__Exercise brief__. Copy the records below character for character, beginning at the line that contains "[Batch spec] Target class: dark pickup" and stopping after the line that contains "[[316, 163, 328, 177]]".

__Material for this task__.
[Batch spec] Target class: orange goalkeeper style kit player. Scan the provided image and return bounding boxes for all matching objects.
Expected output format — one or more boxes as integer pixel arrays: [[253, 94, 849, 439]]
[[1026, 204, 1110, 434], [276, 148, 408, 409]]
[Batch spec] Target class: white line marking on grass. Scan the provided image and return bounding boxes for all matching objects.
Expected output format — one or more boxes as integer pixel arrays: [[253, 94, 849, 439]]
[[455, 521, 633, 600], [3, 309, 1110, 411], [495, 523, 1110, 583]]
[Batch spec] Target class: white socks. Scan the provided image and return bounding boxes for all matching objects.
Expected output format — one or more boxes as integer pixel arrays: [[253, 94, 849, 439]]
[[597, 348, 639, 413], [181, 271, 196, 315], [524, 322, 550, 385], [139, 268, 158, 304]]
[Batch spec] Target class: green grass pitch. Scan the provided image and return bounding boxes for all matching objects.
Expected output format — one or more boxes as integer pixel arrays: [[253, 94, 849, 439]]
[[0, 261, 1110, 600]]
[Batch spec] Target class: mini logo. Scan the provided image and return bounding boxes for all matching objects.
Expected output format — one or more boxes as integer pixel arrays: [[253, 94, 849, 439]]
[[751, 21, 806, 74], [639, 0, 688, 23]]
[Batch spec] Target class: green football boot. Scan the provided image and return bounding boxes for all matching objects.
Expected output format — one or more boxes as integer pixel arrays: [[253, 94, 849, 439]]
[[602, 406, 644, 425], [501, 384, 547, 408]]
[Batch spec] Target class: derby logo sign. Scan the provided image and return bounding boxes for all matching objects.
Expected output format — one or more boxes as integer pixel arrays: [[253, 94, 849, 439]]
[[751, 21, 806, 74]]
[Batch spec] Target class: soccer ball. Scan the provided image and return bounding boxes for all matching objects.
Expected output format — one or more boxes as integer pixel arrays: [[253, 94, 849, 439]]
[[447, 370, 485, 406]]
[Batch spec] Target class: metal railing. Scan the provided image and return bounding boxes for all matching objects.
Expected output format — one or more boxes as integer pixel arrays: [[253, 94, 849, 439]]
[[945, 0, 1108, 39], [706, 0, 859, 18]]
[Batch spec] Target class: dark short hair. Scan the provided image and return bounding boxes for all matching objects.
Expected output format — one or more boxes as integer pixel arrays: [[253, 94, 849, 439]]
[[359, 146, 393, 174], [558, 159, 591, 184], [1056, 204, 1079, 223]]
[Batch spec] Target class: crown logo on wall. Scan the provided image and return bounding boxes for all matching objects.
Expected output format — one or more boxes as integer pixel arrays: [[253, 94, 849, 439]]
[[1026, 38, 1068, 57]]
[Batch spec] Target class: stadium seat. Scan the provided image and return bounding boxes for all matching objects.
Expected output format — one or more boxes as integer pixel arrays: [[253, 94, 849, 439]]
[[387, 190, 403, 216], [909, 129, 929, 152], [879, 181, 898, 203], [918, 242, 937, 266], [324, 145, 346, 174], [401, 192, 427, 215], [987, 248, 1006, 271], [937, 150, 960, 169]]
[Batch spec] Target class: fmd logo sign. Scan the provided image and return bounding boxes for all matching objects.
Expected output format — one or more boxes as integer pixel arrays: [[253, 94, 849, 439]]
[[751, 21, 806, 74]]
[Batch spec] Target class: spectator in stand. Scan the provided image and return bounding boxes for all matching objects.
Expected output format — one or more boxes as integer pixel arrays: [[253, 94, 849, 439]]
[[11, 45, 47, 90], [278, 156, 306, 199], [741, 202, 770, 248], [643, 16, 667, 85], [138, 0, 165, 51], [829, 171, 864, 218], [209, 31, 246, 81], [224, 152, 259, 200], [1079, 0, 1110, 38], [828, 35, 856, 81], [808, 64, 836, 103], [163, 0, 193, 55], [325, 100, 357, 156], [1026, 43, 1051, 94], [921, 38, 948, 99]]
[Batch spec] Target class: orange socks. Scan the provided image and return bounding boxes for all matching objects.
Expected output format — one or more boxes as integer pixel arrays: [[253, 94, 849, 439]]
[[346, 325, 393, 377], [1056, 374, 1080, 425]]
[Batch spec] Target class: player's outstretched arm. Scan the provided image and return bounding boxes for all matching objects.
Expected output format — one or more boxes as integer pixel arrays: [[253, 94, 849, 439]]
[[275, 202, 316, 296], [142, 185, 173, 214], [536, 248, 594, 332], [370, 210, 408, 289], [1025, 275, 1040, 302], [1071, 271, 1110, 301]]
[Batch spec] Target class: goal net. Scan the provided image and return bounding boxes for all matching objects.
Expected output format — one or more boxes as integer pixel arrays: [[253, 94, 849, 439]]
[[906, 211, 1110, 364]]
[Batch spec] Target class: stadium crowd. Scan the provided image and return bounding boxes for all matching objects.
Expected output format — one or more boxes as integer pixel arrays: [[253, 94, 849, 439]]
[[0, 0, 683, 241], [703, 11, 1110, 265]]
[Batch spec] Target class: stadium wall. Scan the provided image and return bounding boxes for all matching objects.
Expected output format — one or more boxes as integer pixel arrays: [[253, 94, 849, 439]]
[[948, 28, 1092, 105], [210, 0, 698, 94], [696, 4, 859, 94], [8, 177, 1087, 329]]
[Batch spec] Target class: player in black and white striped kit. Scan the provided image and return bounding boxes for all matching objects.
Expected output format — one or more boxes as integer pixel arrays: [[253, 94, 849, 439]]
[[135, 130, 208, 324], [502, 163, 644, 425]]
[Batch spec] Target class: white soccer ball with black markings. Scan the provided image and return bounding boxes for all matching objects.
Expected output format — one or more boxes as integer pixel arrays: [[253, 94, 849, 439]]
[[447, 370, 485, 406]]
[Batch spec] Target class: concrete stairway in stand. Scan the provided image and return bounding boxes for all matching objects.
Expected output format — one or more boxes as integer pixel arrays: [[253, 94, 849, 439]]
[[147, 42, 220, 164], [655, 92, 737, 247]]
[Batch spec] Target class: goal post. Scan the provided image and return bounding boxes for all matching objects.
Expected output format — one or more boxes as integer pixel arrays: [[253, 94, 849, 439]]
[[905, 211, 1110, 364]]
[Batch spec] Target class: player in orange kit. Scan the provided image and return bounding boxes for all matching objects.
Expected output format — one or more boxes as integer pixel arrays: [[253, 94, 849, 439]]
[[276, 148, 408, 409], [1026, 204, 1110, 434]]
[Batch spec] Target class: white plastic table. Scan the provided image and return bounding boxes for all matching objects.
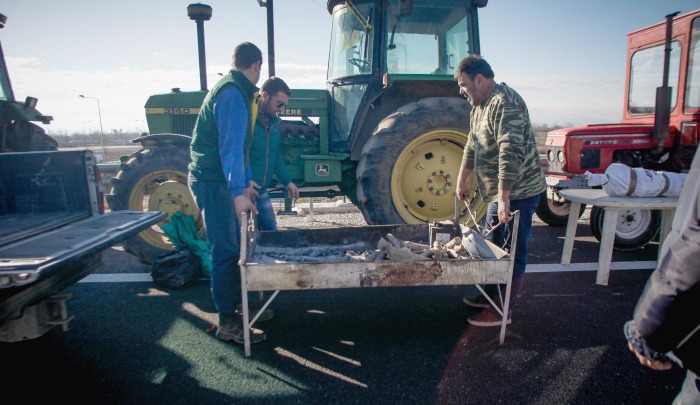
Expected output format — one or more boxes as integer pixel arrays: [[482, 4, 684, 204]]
[[560, 189, 678, 285]]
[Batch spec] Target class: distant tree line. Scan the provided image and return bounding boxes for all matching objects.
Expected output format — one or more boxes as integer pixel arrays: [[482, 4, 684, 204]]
[[49, 129, 146, 147], [49, 123, 573, 147]]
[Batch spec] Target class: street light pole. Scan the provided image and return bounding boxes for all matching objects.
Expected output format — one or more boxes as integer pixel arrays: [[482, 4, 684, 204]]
[[80, 94, 107, 162]]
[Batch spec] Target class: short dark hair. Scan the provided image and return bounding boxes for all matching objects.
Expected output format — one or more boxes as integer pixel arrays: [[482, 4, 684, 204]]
[[455, 55, 495, 81], [233, 42, 262, 69], [260, 76, 292, 96]]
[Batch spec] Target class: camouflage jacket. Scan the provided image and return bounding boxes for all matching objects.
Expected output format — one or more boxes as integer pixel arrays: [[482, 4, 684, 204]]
[[462, 83, 546, 202]]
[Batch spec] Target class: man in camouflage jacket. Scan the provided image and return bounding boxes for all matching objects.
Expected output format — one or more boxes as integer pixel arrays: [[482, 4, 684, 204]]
[[455, 55, 546, 326]]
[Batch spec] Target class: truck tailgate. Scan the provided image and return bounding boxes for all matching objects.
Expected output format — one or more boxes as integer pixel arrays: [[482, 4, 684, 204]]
[[0, 210, 167, 289]]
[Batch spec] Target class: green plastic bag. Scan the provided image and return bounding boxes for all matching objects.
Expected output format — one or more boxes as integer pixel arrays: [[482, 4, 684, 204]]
[[160, 212, 212, 277]]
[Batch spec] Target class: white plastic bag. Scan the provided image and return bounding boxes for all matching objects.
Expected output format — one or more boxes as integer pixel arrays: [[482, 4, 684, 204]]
[[586, 163, 688, 197]]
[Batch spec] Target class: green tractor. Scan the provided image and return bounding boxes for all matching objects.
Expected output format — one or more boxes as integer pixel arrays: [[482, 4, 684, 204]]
[[0, 14, 58, 153], [107, 0, 487, 263]]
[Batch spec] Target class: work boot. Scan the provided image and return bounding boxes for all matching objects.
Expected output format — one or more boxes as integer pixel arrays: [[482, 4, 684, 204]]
[[216, 314, 266, 344], [236, 304, 275, 322]]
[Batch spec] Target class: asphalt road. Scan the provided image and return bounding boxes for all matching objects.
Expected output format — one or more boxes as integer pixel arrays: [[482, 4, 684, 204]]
[[0, 219, 684, 404]]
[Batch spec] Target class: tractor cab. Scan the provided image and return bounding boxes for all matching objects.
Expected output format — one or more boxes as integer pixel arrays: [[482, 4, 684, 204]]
[[327, 0, 486, 158]]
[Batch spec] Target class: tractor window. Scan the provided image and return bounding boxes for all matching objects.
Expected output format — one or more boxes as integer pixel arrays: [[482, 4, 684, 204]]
[[0, 58, 13, 101], [685, 17, 700, 108], [628, 41, 681, 115], [330, 84, 367, 152], [386, 0, 470, 75], [328, 1, 374, 80]]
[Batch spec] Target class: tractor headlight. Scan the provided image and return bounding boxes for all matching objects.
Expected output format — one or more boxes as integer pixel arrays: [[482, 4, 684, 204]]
[[557, 151, 564, 163]]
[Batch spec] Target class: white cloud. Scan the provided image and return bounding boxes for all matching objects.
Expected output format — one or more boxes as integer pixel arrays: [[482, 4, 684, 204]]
[[7, 58, 624, 133]]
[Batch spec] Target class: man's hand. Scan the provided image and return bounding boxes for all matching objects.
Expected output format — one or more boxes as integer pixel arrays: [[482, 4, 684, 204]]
[[627, 343, 673, 370], [233, 194, 258, 226], [243, 185, 260, 203], [287, 183, 299, 202], [455, 167, 472, 201], [498, 189, 513, 223]]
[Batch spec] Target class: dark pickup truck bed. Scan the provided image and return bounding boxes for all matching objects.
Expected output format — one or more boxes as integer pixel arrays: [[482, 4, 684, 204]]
[[0, 151, 166, 341]]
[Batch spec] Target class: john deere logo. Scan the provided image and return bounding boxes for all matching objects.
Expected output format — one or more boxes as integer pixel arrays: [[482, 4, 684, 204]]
[[316, 163, 328, 177]]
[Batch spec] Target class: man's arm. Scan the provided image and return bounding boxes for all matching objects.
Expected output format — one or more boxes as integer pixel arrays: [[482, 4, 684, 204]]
[[214, 86, 250, 197]]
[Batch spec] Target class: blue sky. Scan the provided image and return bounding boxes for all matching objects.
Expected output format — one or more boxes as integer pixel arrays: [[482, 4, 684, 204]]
[[0, 0, 700, 134]]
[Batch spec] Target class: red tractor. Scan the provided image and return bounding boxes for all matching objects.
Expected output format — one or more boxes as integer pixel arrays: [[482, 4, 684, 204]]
[[536, 10, 700, 250]]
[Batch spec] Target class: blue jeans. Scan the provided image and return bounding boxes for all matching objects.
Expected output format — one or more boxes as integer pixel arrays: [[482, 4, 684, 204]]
[[187, 173, 241, 314], [255, 190, 277, 231], [485, 194, 540, 276]]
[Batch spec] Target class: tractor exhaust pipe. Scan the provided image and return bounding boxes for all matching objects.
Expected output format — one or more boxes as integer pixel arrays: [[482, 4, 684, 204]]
[[258, 0, 275, 77], [654, 11, 679, 156], [187, 3, 211, 91]]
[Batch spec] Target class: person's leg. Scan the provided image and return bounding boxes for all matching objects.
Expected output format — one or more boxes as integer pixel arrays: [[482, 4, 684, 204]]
[[462, 202, 504, 308], [188, 175, 265, 344], [500, 195, 540, 316], [465, 195, 539, 326], [673, 370, 700, 405], [255, 191, 277, 231], [189, 175, 240, 314]]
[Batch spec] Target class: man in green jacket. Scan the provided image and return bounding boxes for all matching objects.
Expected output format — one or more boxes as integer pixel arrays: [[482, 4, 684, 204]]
[[188, 42, 271, 344], [250, 76, 299, 227], [455, 55, 547, 326]]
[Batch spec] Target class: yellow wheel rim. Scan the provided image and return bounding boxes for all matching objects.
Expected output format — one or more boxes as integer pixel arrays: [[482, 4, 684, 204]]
[[391, 129, 486, 226], [129, 170, 203, 250]]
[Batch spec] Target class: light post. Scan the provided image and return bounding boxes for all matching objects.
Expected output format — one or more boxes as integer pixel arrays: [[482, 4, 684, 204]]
[[80, 94, 107, 162], [83, 121, 92, 148]]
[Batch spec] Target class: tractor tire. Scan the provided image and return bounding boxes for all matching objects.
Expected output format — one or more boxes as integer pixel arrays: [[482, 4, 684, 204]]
[[535, 191, 586, 226], [107, 143, 204, 264], [590, 206, 661, 251], [357, 97, 487, 226]]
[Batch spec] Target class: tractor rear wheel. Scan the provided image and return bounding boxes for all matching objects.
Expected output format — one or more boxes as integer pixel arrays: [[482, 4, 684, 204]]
[[107, 143, 204, 264], [357, 97, 487, 226], [590, 206, 661, 250]]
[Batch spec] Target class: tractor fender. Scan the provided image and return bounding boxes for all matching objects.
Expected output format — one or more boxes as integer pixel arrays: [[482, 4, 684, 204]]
[[131, 133, 192, 148]]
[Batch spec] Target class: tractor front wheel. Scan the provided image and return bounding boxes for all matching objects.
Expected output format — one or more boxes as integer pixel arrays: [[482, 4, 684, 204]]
[[107, 143, 204, 264], [591, 206, 661, 250]]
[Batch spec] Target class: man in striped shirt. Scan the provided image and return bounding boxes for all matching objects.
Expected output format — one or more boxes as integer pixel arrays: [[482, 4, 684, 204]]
[[455, 55, 546, 326]]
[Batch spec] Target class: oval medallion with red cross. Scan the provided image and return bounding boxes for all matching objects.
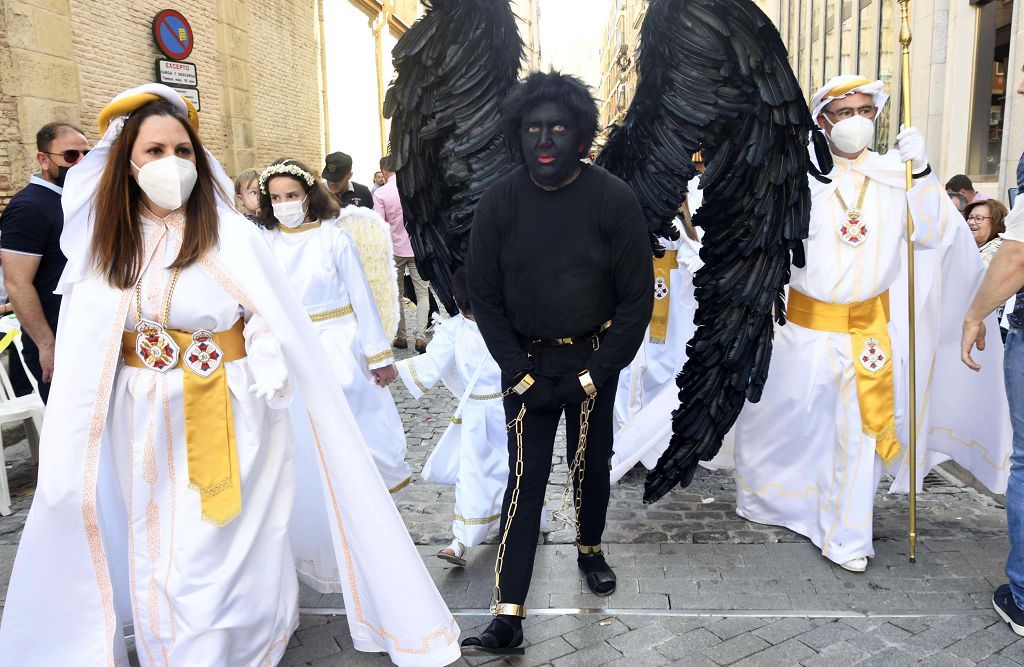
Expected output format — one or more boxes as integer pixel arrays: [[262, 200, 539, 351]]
[[860, 338, 889, 373], [135, 320, 180, 373], [654, 276, 669, 301], [184, 329, 224, 377]]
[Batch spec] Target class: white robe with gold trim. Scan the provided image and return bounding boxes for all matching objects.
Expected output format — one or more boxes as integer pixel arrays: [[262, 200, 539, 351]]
[[733, 151, 1011, 562], [398, 315, 509, 547], [263, 221, 412, 593]]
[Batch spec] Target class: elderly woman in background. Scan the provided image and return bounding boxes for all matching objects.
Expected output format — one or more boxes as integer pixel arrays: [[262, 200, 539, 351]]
[[964, 199, 1010, 268], [0, 84, 459, 667]]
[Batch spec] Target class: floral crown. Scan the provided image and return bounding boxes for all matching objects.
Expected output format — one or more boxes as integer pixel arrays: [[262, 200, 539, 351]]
[[259, 163, 316, 195]]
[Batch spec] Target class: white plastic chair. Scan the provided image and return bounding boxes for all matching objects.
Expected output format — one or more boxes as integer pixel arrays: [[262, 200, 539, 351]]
[[0, 316, 46, 516]]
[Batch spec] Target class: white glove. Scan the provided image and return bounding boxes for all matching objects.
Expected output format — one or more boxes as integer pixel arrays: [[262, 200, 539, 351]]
[[246, 331, 292, 410], [896, 127, 928, 174]]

__Output below__.
[Batch spec] Target class: dark pickup truck bed. Scan the provided image and return bounding boxes for all matching objects.
Expected output format — one or more boxes as integer pixel arrays: [[482, 4, 684, 204]]
[[0, 151, 166, 341]]
[Batch spec] Target class: john deere logo. Scan the provided image and return bounding boxes for all matching objects.
Expected output format — one or more boxes as integer pixel arrays: [[482, 4, 684, 204]]
[[316, 163, 328, 177]]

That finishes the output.